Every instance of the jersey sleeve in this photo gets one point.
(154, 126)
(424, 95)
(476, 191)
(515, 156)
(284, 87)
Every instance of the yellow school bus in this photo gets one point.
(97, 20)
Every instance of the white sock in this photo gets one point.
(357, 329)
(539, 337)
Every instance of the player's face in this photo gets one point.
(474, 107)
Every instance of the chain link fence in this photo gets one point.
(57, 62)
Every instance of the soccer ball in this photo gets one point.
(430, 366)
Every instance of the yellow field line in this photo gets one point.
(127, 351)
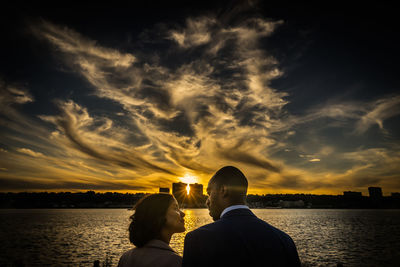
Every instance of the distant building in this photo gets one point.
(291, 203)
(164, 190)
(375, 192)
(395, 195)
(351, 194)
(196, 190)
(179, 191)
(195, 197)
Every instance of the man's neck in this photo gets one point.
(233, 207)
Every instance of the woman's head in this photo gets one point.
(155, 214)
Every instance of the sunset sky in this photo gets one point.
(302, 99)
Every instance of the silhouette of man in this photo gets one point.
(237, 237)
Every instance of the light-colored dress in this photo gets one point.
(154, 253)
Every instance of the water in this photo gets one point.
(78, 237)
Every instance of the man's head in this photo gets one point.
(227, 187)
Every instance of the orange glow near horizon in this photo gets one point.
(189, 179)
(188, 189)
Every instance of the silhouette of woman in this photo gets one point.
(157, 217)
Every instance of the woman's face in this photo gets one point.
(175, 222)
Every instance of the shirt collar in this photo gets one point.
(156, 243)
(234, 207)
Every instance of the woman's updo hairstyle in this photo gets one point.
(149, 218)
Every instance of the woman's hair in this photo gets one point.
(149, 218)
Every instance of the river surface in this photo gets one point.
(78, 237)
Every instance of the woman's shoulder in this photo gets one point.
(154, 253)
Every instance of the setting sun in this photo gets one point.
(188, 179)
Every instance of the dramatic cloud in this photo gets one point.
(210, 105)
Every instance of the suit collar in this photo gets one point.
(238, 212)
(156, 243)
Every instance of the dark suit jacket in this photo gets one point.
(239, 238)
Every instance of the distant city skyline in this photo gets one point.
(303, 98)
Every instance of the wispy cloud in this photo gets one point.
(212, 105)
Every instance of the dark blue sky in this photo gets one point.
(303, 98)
**********
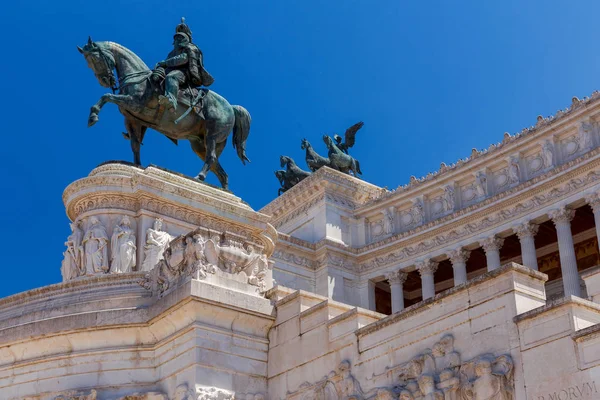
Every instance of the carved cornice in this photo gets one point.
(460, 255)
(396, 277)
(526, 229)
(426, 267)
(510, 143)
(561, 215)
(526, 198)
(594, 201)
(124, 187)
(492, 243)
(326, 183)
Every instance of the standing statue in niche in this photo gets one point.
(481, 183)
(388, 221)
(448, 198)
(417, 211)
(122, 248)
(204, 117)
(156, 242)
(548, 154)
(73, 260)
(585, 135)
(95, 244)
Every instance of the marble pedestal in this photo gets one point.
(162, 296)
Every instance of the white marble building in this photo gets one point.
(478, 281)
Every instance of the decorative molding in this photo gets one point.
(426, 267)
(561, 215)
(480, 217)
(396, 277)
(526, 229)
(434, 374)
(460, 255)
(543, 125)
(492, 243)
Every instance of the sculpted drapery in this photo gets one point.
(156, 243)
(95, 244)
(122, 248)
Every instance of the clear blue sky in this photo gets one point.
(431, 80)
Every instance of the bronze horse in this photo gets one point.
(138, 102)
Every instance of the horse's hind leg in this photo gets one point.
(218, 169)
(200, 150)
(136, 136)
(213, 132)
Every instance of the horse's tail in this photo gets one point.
**********
Please count the lines of the material above that contain the word "dark", and reply with that number alone.

◆ Finished answer
2